### Dataset
◆ ◆ ◆ ◆
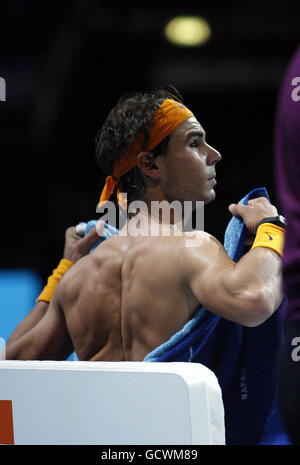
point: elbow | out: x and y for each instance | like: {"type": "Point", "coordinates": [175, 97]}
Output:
{"type": "Point", "coordinates": [257, 309]}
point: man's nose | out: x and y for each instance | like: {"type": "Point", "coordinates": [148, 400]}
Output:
{"type": "Point", "coordinates": [213, 156]}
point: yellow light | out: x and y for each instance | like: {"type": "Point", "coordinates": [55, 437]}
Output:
{"type": "Point", "coordinates": [188, 31]}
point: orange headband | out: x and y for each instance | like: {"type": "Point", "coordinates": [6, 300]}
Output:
{"type": "Point", "coordinates": [167, 118]}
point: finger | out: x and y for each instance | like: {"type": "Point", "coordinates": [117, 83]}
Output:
{"type": "Point", "coordinates": [90, 238]}
{"type": "Point", "coordinates": [100, 227]}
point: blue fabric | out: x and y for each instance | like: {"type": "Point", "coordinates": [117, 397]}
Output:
{"type": "Point", "coordinates": [243, 359]}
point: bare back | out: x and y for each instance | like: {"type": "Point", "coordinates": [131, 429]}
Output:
{"type": "Point", "coordinates": [126, 298]}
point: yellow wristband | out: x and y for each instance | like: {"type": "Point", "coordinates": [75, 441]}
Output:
{"type": "Point", "coordinates": [53, 280]}
{"type": "Point", "coordinates": [271, 236]}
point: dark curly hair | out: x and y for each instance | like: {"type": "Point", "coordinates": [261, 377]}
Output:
{"type": "Point", "coordinates": [133, 113]}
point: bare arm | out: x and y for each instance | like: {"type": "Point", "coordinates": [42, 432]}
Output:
{"type": "Point", "coordinates": [47, 340]}
{"type": "Point", "coordinates": [246, 292]}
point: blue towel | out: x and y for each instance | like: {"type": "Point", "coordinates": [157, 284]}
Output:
{"type": "Point", "coordinates": [243, 359]}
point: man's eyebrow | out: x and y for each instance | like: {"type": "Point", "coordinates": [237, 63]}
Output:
{"type": "Point", "coordinates": [195, 133]}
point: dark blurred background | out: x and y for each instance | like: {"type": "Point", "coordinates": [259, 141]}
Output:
{"type": "Point", "coordinates": [66, 63]}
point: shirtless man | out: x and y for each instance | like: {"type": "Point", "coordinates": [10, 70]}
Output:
{"type": "Point", "coordinates": [133, 293]}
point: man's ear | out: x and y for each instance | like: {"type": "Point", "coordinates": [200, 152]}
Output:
{"type": "Point", "coordinates": [146, 163]}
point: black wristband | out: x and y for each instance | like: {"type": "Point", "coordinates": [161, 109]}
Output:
{"type": "Point", "coordinates": [278, 220]}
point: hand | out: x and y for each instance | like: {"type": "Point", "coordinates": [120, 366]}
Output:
{"type": "Point", "coordinates": [77, 247]}
{"type": "Point", "coordinates": [256, 210]}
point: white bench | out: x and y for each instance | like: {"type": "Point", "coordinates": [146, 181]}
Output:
{"type": "Point", "coordinates": [112, 403]}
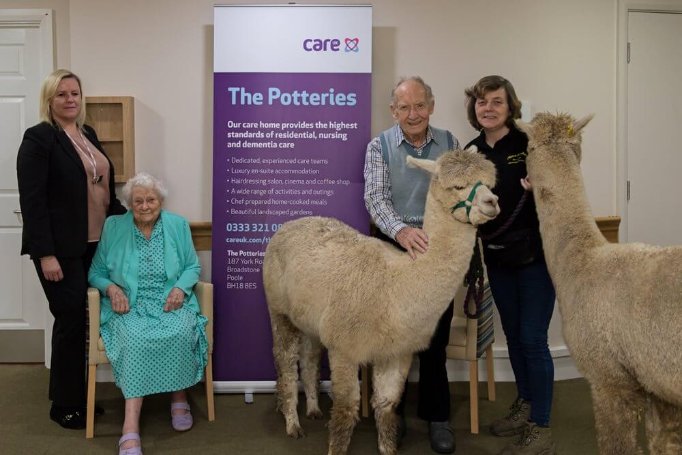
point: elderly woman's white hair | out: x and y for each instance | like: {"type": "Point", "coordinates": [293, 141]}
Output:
{"type": "Point", "coordinates": [143, 180]}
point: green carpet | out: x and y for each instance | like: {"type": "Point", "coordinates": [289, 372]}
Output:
{"type": "Point", "coordinates": [256, 428]}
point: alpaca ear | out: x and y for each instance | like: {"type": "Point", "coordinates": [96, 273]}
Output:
{"type": "Point", "coordinates": [427, 165]}
{"type": "Point", "coordinates": [580, 124]}
{"type": "Point", "coordinates": [523, 126]}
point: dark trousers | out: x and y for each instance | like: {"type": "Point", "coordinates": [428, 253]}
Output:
{"type": "Point", "coordinates": [434, 390]}
{"type": "Point", "coordinates": [67, 302]}
{"type": "Point", "coordinates": [525, 300]}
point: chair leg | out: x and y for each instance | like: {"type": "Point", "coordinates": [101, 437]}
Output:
{"type": "Point", "coordinates": [208, 379]}
{"type": "Point", "coordinates": [490, 366]}
{"type": "Point", "coordinates": [473, 395]}
{"type": "Point", "coordinates": [90, 402]}
{"type": "Point", "coordinates": [364, 390]}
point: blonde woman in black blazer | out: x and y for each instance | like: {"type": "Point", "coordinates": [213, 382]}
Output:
{"type": "Point", "coordinates": [66, 190]}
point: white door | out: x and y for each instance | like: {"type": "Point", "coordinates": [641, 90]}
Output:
{"type": "Point", "coordinates": [25, 60]}
{"type": "Point", "coordinates": [654, 155]}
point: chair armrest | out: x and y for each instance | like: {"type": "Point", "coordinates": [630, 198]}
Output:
{"type": "Point", "coordinates": [93, 320]}
{"type": "Point", "coordinates": [204, 293]}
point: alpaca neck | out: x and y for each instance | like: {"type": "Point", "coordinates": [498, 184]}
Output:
{"type": "Point", "coordinates": [567, 226]}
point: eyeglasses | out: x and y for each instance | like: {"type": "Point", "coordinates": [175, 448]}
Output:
{"type": "Point", "coordinates": [148, 201]}
{"type": "Point", "coordinates": [419, 108]}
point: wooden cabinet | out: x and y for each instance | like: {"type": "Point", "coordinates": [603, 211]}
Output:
{"type": "Point", "coordinates": [113, 119]}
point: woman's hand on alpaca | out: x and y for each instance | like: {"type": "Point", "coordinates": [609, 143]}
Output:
{"type": "Point", "coordinates": [52, 271]}
{"type": "Point", "coordinates": [414, 240]}
{"type": "Point", "coordinates": [525, 183]}
{"type": "Point", "coordinates": [175, 299]}
{"type": "Point", "coordinates": [118, 298]}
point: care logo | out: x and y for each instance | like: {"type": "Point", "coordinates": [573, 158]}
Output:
{"type": "Point", "coordinates": [331, 45]}
{"type": "Point", "coordinates": [352, 44]}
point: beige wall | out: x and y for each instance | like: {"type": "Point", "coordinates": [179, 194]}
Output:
{"type": "Point", "coordinates": [561, 56]}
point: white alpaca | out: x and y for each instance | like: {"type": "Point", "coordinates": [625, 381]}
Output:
{"type": "Point", "coordinates": [621, 304]}
{"type": "Point", "coordinates": [366, 301]}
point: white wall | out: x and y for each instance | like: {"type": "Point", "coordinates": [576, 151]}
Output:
{"type": "Point", "coordinates": [560, 55]}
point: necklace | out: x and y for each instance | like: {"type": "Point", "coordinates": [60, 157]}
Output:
{"type": "Point", "coordinates": [90, 156]}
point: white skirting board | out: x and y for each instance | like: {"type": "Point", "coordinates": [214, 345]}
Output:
{"type": "Point", "coordinates": [564, 368]}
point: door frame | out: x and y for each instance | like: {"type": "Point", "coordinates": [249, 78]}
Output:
{"type": "Point", "coordinates": [19, 333]}
{"type": "Point", "coordinates": [624, 8]}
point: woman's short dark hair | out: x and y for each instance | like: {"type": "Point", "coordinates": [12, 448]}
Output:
{"type": "Point", "coordinates": [483, 87]}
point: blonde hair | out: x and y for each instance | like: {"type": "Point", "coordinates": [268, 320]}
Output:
{"type": "Point", "coordinates": [143, 180]}
{"type": "Point", "coordinates": [49, 88]}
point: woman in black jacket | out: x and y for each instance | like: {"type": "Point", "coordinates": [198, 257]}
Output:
{"type": "Point", "coordinates": [66, 190]}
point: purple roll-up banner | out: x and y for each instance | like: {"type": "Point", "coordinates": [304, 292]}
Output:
{"type": "Point", "coordinates": [292, 114]}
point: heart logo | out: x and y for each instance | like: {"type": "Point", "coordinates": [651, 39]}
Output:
{"type": "Point", "coordinates": [352, 44]}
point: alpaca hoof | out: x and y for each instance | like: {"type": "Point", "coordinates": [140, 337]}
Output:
{"type": "Point", "coordinates": [295, 432]}
{"type": "Point", "coordinates": [314, 414]}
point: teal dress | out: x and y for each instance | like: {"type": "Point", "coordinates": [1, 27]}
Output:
{"type": "Point", "coordinates": [150, 350]}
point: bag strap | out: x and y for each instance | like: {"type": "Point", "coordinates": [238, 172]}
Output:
{"type": "Point", "coordinates": [509, 221]}
{"type": "Point", "coordinates": [473, 281]}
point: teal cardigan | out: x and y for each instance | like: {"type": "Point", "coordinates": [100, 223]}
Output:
{"type": "Point", "coordinates": [117, 260]}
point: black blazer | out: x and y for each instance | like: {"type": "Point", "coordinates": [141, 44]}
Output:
{"type": "Point", "coordinates": [53, 193]}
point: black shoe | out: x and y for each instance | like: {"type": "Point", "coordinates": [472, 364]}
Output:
{"type": "Point", "coordinates": [71, 418]}
{"type": "Point", "coordinates": [442, 437]}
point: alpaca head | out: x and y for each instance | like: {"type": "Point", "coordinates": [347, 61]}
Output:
{"type": "Point", "coordinates": [554, 151]}
{"type": "Point", "coordinates": [558, 132]}
{"type": "Point", "coordinates": [461, 181]}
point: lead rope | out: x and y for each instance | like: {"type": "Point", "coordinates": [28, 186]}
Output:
{"type": "Point", "coordinates": [473, 280]}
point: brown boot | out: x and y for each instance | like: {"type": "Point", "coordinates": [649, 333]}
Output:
{"type": "Point", "coordinates": [514, 422]}
{"type": "Point", "coordinates": [535, 440]}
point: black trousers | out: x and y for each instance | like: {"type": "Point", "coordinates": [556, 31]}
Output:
{"type": "Point", "coordinates": [434, 391]}
{"type": "Point", "coordinates": [67, 300]}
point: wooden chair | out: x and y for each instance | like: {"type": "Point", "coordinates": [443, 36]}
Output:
{"type": "Point", "coordinates": [97, 356]}
{"type": "Point", "coordinates": [469, 339]}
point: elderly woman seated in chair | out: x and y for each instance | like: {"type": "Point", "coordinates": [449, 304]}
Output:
{"type": "Point", "coordinates": [145, 268]}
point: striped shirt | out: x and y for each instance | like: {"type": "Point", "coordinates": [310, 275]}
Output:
{"type": "Point", "coordinates": [378, 195]}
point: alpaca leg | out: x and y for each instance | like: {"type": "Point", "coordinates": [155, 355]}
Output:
{"type": "Point", "coordinates": [388, 379]}
{"type": "Point", "coordinates": [285, 347]}
{"type": "Point", "coordinates": [346, 392]}
{"type": "Point", "coordinates": [615, 414]}
{"type": "Point", "coordinates": [663, 427]}
{"type": "Point", "coordinates": [311, 350]}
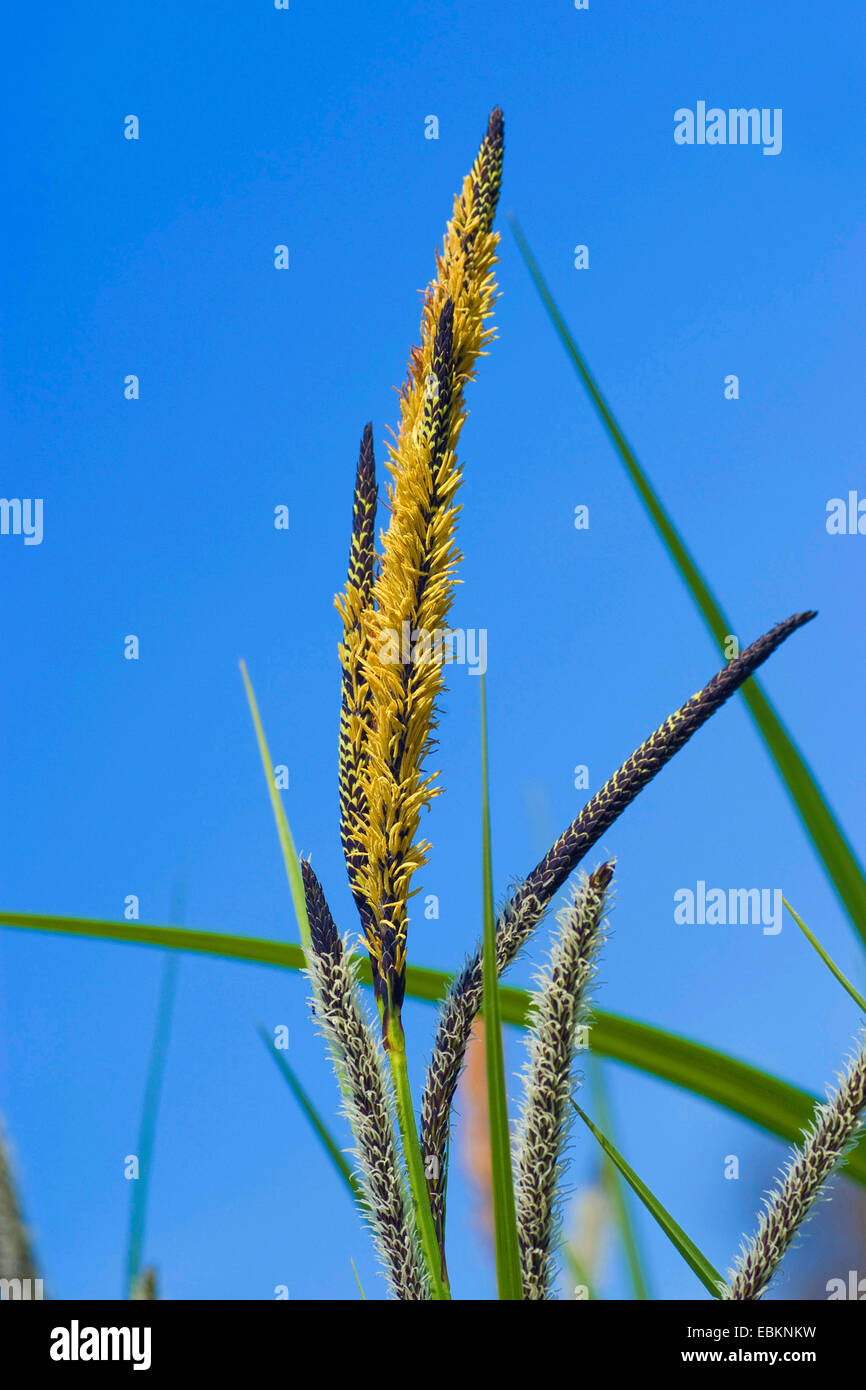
◆ ◆ ◆ ◆
### What to work on
List every line in the entries above that contains the word "hand", copying each line in full.

### Result of this task
point: hand | out: x and y for each instance | like: {"type": "Point", "coordinates": [120, 366]}
point: woman's hand on alpaca | out: x and y for each instance | like: {"type": "Point", "coordinates": [609, 143]}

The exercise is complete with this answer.